## Selected passage:
An aspect of the film that truly helped me come to age as a student of the medium was how it challenged us, as an audience, intellectually, viscerally, and morally (something that was hardly seen in a film of this scale and size). Would you have killed one man to save an entire city or blow up a boat full of prisoners to save another boat full of civilians? These complex questions of ethics and humanity shaped the way I viewed the world (socially and politically, as well as artistically).

I hold Christopher Nolan in the highest regard among the modern pantheon of elite filmmakers. In many ways, I aspire to be him. We share a few similarities: he also majored in English, he also had zero formal training in film, and his filmmaking philosophy to always push genre conventions beyond its expected boundaries has become my ultimate career motto. I’m not saying I am him at my current level nor will I ever be him, but he should be on that pedestal of quintessential role models for any up and coming independent filmmaker looking to make it on their own. The man essentially talked his way into a very exclusive club that is the Hollywood studio system, which in turn helped him secure resources to produce his own ambitious passion projects. Not a lot of people in their lifetime can say that, let alone established filmmakers. Think about it: who in their right mind would ever invest in an expensive quasi-heist film about dream thieves or a three hour long existential space opera, which were both shot on outdated technology?

Mr. Nolan is in a class of his own.

I have gained so much confidence and knowledge just by following his career. His films are less of a passive activity and more of an immersive and provocative experience. Memento, The Prestige, Inception, Interstellar, and The Dark Knight trilogy were all epic, innovative, and wildly entertaining films on the surface, but underneath lies a mentally and emotionally stimulating subtext of romance and idealism. It demands that we demand more from our art. It demands that we be brave and be bold in our artistic pursuits while maintaining the intellectual core of who we are.

I used to copy the way he made films, at least on a superficial level, whether it was his methods, his swagger, or right down to his quirky habits and rituals. I thought that if I took my own films seriously and injected an abundance of philosophical questions, then my work would also ascend to a level of professional legitimacy. But like any pretentious student filmmaker, I got lost in the aesthetic of asking empty questions instead of asking myself why I loved the film going experience so much in the first place. Mr. Nolan’s films helped me ask myself not only what kind of filmmaker I wanted to be or what kind of films I wanted to make, but what kind of man did I eventually want to become? These films helped me be brave.

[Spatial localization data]

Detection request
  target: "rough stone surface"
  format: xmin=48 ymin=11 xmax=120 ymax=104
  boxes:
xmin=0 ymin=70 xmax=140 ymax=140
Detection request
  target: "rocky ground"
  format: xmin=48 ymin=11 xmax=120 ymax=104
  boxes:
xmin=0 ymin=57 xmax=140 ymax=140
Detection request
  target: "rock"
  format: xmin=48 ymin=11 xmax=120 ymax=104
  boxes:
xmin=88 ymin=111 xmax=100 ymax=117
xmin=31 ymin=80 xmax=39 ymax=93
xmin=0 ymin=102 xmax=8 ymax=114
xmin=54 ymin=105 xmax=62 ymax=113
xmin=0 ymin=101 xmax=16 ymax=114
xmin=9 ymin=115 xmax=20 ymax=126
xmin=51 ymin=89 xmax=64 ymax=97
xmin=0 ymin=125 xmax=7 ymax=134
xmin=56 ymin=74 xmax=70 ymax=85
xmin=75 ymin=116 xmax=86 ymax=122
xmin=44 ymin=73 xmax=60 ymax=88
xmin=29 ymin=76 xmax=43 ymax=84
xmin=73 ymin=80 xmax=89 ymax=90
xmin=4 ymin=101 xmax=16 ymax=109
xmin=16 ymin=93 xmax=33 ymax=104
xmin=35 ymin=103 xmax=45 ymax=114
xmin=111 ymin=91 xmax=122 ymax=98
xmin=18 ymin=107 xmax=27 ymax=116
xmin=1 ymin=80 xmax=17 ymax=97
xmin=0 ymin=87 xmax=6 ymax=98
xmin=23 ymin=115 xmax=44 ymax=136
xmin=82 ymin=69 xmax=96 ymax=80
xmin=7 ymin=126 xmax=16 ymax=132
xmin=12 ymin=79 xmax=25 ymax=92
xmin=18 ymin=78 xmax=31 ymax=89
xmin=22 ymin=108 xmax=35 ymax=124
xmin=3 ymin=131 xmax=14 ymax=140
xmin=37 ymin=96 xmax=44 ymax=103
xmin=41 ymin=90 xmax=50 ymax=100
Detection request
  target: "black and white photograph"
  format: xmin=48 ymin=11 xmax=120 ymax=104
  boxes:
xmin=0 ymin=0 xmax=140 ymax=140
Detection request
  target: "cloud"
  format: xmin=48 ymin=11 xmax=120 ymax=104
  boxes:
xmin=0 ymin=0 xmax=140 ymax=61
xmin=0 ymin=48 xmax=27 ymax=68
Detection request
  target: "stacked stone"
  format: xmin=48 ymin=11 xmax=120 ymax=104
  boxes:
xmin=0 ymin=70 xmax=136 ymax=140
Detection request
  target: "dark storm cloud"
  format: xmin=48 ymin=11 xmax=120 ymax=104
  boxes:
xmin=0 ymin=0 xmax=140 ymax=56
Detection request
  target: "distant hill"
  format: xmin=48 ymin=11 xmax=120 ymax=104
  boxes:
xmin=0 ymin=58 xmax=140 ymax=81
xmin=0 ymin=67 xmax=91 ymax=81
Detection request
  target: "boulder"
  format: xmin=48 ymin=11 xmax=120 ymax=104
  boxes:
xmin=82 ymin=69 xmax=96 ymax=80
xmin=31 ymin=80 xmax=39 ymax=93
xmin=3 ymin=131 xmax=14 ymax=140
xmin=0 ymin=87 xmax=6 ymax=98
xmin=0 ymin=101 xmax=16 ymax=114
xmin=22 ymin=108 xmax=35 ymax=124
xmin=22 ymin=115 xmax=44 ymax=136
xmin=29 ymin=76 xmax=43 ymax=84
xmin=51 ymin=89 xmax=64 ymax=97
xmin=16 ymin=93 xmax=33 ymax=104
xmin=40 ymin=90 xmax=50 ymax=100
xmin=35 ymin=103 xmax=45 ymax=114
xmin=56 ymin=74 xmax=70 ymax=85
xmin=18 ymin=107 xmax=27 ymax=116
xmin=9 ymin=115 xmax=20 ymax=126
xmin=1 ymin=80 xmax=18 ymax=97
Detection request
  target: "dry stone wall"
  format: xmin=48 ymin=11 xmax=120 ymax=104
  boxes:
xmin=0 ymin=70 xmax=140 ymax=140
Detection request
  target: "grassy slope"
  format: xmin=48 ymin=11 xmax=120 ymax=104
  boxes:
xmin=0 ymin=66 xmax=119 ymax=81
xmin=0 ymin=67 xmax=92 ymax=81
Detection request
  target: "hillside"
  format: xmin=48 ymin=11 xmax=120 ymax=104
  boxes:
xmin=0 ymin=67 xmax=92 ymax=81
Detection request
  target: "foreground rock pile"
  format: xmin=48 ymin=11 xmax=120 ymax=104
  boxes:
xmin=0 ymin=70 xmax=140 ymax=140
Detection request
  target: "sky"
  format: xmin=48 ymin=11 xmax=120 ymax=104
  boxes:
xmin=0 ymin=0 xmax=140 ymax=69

## Instructions:
[1] List every film title named in the essay on Christopher Nolan.
[2] State whether each statement agrees with the essay on Christopher Nolan, answering yes or no and quoting the words that decide it: (a) The author expects to become Nolan one day. (b) Nolan had no formal training in film. (c) The author once imitated Nolan's quirky habits and rituals.
[3] Carry on the essay on Christopher Nolan from its last sentence.
The data are not needed.

## Answer section:
[1]
Memento
The Prestige
Inception
Interstellar
The Dark Knight trilogy

[2]
(a) No: "nor will I ever be him"
(b) Yes: "he also had zero formal training in film"
(c) Yes: "or right down to his quirky habits and rituals"

[3]
It’s kind of funny to say that a film this dark, morose, and borderline nihilist gave me “hope,” but it did. It gave me hope in a tumultuous personal year, it gave me hope in listening to my own voice, and it gave me hope in the art of cinema once more. The Dark Knight did not follow a traditional path, model, or formula, and that’s how I want to approach my craft as well as my life.

Bruce Wayne once told the love of his life, “It’s not who I am underneath, but what I do that defines me.”

The day I watched The Dark Knight was the day I stopped being afraid of who I am and who I was destined to become.


Benjamin To is a Los Angeles based writer, director, and producer who founded BAND WITH NO NAME Films. His work has been featured in numerous publications, such as NBC News, The Los Angeles Times, and The Huffington Post, for creating artistic discussions about media diversity and representation. Benjamin recently received his Bachelor of Arts in English Literature from the California State University, Fullerton. He is currently creating exclusive content for NBC Asian America, writing his first feature film, and (hopefully) making his Mom proud.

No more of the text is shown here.